Calculate how many lines of the data hold "penguin". The answer consists of that number only.

● RECORDS SHOWN
•••••

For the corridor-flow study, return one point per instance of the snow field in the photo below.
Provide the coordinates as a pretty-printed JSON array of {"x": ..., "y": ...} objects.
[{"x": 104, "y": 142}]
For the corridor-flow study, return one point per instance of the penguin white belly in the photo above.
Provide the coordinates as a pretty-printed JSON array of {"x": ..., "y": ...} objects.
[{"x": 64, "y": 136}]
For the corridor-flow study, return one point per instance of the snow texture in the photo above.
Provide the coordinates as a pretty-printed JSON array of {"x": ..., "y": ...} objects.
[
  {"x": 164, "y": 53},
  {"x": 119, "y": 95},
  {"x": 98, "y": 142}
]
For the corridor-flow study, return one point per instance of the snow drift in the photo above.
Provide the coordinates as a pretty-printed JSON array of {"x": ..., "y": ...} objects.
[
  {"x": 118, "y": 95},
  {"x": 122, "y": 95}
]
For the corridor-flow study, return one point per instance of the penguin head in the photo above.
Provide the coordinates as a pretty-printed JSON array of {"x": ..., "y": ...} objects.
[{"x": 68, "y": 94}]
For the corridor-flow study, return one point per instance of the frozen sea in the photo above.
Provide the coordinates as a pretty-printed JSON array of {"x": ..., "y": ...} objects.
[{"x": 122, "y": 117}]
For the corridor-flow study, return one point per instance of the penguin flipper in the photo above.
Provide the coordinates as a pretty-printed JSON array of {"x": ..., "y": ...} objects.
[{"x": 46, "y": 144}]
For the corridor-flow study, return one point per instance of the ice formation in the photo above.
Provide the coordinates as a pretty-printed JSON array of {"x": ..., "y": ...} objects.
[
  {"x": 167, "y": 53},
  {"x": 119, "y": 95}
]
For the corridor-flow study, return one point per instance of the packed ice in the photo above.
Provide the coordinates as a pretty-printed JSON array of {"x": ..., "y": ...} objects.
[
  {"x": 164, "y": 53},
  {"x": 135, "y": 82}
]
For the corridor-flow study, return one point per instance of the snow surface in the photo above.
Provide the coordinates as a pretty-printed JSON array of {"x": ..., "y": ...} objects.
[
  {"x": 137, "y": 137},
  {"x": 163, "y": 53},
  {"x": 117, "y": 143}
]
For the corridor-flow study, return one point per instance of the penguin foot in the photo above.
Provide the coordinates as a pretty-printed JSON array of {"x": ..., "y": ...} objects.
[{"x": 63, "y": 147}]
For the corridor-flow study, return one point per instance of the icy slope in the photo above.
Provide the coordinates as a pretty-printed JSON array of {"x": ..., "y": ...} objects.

•••••

● SOLUTION TO THE EXERCISE
4